EXERCISE DIRECTIONS: Copy all records exactly, excluding images.

Stored data entries:
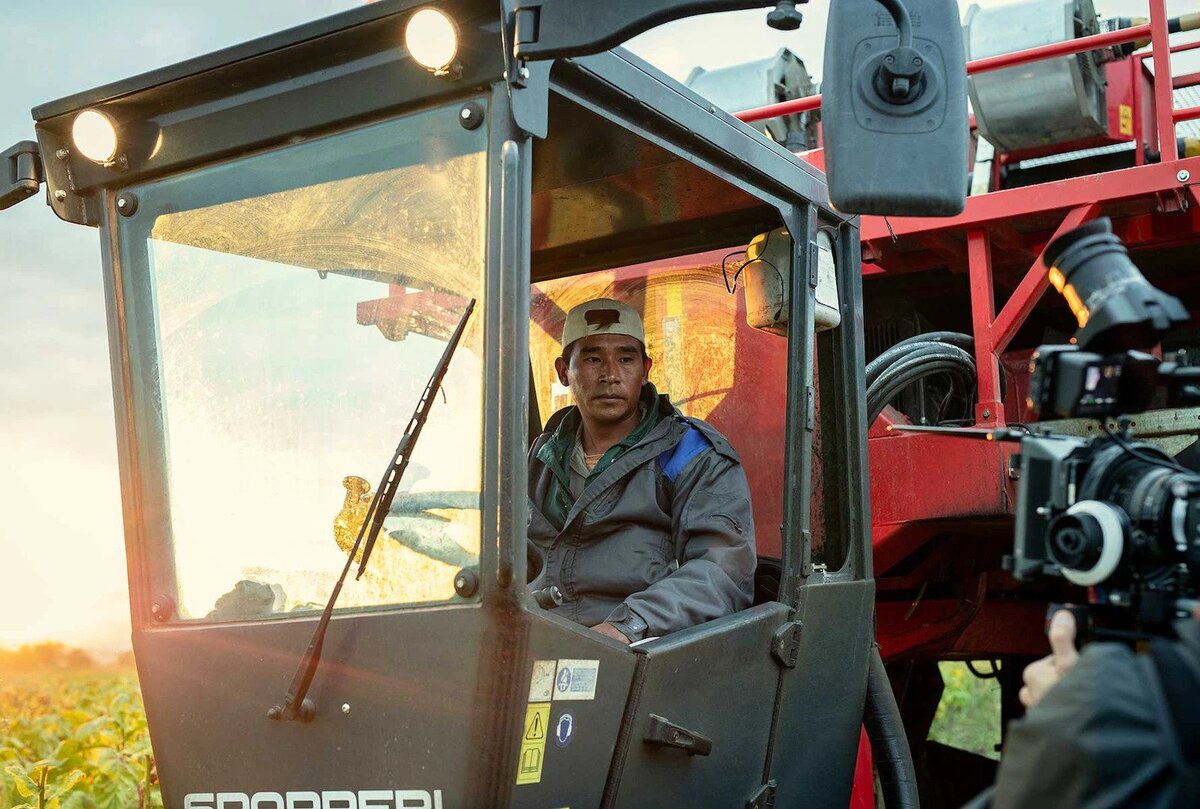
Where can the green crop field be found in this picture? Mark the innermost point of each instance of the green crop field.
(79, 739)
(75, 741)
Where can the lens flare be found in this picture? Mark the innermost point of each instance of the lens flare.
(95, 136)
(432, 37)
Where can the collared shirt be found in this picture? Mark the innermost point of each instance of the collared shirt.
(577, 466)
(558, 455)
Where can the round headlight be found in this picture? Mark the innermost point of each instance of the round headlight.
(95, 136)
(432, 39)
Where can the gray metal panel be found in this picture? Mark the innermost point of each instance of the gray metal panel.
(718, 679)
(178, 118)
(462, 10)
(781, 77)
(574, 773)
(822, 697)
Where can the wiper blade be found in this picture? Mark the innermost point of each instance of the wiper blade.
(295, 705)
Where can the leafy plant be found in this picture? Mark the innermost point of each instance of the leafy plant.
(75, 742)
(969, 715)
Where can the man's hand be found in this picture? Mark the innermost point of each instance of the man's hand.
(1049, 670)
(611, 631)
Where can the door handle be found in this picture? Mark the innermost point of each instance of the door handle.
(666, 733)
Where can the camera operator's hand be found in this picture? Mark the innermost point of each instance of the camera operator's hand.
(1045, 672)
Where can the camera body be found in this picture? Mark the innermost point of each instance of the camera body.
(1125, 526)
(1111, 514)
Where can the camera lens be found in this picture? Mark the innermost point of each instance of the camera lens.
(1115, 306)
(1077, 540)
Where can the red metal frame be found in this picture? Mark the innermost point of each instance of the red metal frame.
(961, 510)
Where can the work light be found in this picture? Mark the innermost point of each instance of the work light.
(432, 39)
(95, 136)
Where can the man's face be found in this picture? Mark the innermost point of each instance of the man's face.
(605, 373)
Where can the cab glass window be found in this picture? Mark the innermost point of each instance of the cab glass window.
(285, 315)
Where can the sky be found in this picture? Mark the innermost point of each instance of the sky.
(61, 546)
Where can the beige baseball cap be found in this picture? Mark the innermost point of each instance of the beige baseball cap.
(603, 316)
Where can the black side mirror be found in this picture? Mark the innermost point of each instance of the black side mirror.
(894, 107)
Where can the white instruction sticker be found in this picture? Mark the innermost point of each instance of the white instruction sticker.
(541, 683)
(576, 679)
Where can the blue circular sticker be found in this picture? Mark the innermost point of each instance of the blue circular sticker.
(564, 730)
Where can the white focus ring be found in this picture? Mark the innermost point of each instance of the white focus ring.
(1113, 533)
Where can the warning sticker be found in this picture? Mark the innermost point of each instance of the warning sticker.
(533, 743)
(576, 679)
(541, 684)
(1125, 113)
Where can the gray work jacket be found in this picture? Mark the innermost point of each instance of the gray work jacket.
(647, 553)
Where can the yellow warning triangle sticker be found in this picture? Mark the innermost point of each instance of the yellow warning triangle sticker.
(535, 731)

ANSWER TO THE EXERCISE:
Where can the green crop field be found in this picture? Mark the innermost point of each instance of the green crop field.
(79, 739)
(75, 741)
Where can the lens flare be found in this picture? Mark the innermost point of each instance of the lens flare.
(95, 136)
(432, 37)
Where can the collared shirt be found in this picture? Mark the innermost point of each instance of the collared shirt.
(577, 466)
(558, 455)
Where can the round headlight be found in this picture? Mark the innermost point of each instance of the round headlight.
(95, 136)
(432, 39)
Where can the gray metal panel be found in this picture? Mark the innermost point of each instance of the gray metal panel.
(718, 679)
(178, 118)
(462, 10)
(781, 77)
(574, 773)
(822, 697)
Where can the wiper blade be found in this picture? Mark the innermost point of each instance of the wiper blade.
(295, 705)
Where can the leafy plant be found in this picture? Mark the innermost point of each instance of the leafy plant.
(75, 742)
(969, 715)
Where can the man's hand be found in this picture? Mark the innermost point of each instance of the man's hand.
(1049, 670)
(611, 631)
Where can the door handle be found in this picture? Mark the innermost point of each instance of the door handle.
(666, 733)
Where can the camera operator's hand be found in this picture? Mark the innermost point of each instance of the camera operator's hand.
(1045, 672)
Where can the camera body be found in this picture? Mark the innermost point of each instance of the camera body.
(1125, 526)
(1111, 514)
Where can the camera lens be found in this picture? Mark the innermost point of each instance of the camera lens.
(1115, 306)
(1077, 540)
Where can the red metal frame be found in this picture? Mark the innermost point of each instance of the red metal frame.
(961, 510)
Where can the work light be found in this picture? Mark the innermost point of each instance of the work light.
(432, 39)
(95, 136)
Where can the man's face be found in this picture? Mark the innermost point of each instance of the man's face.
(605, 373)
Where can the cab glass window be found in this picture? Mark the innermost point of each instance of the cab glass window.
(285, 315)
Where can the sky be found in this picture? Mark the innermost point of each instance of the sky.
(61, 546)
Where can the beige baseball cap be found in this picture? Mark the innermost point of each instance of the beige baseball cap.
(603, 316)
Where can the black side mirror be found in this picture? Mark the innermost point of each instance of the black side mirror.
(894, 107)
Where can the white instruction sticker be found in this picture? Mark the innermost point of each instance of the white instruction sticker.
(541, 683)
(576, 679)
Where can the blue circular sticker be found in this picture? Mark the innermost point of each instance of the blue circular sticker.
(564, 730)
Where can the white focus ring be found in this picture? Mark the innermost point of each instance of the white focus ring.
(1113, 533)
Where can the warning sticker be found in this picture? Mark the innermost point of each instance of the warning sticker.
(533, 743)
(576, 679)
(541, 684)
(1125, 113)
Where can the gray work jacket be found in this picture? Mark the innermost point of each instance of the gray work jacket.
(647, 553)
Where can the yellow warning triangle sticker be found in this picture? Mark the innermost point of each instance of the yellow warning triangle sticker.
(535, 731)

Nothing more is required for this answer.